WHAT THE TASK REQUIRES. Can you reproduce the lines below, from the one containing "of the shrub" through the final line, both included, without the pictures?

DATASET.
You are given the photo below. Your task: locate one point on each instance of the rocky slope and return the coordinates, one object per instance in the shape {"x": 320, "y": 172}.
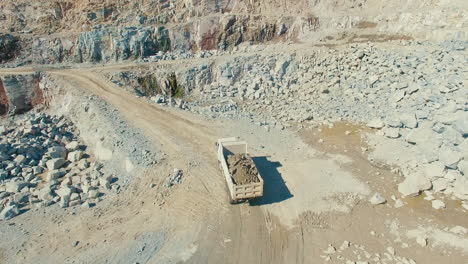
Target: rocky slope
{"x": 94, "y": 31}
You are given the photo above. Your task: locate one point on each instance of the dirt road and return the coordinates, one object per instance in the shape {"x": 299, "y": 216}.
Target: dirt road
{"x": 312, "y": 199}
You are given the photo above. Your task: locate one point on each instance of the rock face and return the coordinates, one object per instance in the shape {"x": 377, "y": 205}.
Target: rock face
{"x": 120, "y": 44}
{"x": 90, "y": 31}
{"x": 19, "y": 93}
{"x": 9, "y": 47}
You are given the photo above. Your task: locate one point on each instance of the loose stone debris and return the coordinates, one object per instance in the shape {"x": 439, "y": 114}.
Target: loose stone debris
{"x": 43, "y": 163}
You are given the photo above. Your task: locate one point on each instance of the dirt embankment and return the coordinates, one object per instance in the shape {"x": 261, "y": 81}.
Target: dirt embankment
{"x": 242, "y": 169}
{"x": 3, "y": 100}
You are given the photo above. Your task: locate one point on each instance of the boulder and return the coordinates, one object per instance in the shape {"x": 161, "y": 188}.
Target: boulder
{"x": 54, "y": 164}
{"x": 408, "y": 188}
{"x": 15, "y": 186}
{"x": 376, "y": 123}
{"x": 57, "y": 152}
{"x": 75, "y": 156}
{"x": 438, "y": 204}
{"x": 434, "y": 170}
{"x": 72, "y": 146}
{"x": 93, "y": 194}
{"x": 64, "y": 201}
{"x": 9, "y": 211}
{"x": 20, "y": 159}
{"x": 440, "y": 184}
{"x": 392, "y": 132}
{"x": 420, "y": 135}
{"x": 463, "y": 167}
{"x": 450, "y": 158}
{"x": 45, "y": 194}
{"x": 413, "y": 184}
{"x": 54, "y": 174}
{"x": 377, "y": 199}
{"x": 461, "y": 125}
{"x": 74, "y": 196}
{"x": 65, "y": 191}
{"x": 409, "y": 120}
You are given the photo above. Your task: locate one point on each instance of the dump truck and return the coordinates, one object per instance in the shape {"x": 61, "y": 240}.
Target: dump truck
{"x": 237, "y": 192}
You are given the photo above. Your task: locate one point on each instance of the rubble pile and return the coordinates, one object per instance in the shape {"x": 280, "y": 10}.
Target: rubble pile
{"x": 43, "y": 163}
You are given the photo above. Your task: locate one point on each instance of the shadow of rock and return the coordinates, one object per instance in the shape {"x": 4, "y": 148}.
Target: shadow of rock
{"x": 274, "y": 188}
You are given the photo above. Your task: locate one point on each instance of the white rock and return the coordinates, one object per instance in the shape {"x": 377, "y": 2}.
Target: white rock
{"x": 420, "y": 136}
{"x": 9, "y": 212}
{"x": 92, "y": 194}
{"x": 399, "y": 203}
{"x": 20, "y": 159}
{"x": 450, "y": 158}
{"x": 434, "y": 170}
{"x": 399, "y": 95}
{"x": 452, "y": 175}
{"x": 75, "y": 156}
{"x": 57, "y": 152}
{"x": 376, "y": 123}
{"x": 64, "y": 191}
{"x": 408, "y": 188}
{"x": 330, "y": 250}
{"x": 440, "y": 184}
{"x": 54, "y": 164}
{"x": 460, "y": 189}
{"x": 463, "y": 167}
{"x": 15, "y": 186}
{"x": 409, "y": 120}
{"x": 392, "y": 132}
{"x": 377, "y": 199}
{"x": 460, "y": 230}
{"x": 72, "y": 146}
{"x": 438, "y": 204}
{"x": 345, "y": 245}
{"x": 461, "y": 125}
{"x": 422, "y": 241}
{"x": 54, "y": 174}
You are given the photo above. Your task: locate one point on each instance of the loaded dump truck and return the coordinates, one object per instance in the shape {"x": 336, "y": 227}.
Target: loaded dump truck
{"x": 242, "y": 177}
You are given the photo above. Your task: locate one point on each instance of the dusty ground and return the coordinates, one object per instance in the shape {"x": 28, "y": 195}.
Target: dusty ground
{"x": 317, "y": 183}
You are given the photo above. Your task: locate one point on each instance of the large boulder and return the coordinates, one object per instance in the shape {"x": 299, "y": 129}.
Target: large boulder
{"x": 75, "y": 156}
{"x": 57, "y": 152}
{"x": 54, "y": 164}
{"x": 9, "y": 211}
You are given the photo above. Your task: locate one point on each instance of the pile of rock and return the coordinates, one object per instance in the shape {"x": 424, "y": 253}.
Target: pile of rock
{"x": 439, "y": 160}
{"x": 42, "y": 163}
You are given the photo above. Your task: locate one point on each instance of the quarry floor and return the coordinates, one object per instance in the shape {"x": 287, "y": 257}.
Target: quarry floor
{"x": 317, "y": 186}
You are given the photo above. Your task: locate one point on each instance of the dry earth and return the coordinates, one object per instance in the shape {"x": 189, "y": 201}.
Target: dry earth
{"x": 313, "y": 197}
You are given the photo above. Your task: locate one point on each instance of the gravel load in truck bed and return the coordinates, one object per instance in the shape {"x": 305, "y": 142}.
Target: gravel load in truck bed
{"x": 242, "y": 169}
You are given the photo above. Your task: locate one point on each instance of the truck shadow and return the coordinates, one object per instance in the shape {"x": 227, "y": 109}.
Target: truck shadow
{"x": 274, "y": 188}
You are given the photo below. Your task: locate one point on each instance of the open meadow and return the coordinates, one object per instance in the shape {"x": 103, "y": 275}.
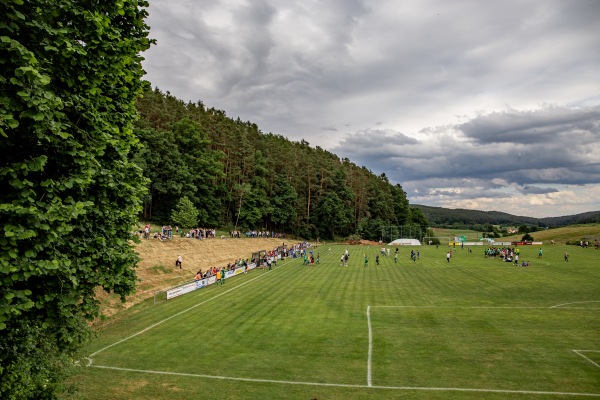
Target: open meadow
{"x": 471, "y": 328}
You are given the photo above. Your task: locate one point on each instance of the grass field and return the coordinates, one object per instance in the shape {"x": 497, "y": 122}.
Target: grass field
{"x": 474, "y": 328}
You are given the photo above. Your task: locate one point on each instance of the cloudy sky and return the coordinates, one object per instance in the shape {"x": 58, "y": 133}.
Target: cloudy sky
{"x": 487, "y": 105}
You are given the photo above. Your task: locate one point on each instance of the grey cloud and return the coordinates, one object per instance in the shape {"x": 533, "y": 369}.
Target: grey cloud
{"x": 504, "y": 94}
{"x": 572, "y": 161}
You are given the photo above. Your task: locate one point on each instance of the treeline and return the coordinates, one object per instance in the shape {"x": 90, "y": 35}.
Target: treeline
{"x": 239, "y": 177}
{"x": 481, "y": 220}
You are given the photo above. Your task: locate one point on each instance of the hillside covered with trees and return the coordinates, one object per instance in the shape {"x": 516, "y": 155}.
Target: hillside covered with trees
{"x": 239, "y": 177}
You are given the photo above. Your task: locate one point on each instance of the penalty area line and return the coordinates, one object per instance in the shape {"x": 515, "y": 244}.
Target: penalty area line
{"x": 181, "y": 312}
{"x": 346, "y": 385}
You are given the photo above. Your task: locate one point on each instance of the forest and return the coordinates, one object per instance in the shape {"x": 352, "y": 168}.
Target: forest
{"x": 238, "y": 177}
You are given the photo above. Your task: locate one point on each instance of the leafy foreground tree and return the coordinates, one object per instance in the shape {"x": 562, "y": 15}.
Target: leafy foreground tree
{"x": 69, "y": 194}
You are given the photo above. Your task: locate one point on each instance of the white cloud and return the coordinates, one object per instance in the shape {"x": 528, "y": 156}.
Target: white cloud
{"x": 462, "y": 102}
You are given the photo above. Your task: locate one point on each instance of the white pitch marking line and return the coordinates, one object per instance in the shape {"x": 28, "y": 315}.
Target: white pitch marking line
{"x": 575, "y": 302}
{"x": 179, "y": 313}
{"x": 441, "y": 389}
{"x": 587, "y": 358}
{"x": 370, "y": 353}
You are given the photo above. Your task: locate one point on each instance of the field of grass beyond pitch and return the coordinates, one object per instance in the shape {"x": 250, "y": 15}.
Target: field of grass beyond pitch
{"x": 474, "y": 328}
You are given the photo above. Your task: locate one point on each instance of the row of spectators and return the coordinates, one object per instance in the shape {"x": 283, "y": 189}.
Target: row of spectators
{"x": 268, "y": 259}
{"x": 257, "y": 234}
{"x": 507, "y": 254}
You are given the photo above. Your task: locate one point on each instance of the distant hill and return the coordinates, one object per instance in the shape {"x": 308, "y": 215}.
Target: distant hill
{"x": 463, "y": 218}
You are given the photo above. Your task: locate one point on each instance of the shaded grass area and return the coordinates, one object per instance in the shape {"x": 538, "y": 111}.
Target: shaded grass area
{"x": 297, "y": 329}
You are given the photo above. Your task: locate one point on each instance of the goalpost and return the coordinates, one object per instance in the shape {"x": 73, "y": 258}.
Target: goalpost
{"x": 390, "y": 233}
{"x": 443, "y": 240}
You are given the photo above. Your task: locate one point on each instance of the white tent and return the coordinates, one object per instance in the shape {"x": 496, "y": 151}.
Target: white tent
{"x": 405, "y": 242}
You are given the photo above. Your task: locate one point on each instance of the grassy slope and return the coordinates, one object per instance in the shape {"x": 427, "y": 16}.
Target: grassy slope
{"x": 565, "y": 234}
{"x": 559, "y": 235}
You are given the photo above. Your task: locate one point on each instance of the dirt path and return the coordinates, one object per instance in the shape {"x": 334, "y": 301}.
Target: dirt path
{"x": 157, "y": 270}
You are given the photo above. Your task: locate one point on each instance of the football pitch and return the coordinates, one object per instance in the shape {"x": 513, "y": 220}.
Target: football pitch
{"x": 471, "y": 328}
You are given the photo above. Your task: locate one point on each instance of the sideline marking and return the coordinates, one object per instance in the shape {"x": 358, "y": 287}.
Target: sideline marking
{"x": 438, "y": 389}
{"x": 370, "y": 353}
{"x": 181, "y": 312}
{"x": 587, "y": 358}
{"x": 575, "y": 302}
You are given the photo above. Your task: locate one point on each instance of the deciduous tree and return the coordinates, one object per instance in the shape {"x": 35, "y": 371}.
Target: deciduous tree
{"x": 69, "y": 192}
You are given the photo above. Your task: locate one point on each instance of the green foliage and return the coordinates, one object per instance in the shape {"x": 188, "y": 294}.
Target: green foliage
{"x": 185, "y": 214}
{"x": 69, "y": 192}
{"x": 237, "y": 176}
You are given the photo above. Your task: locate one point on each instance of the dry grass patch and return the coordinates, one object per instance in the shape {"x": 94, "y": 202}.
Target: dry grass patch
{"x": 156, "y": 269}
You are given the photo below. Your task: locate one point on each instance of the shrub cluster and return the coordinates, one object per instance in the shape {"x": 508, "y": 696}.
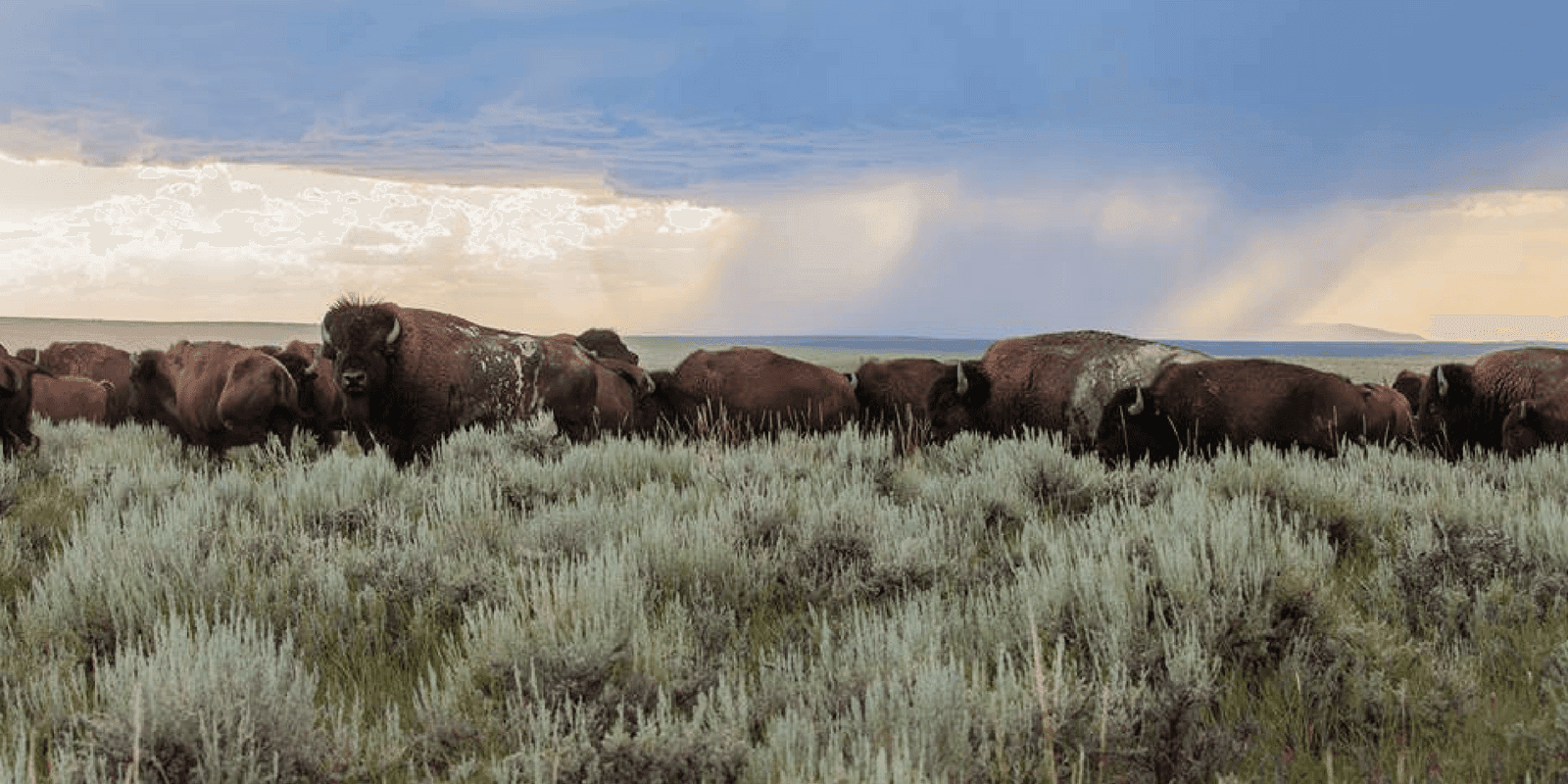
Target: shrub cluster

EXERCISE RESPONSE.
You are given the photo below. Your task: locate one point on each instance of the shrub cluster and return the coordinates, one object per instance in the shape {"x": 508, "y": 696}.
Target: shrub cluster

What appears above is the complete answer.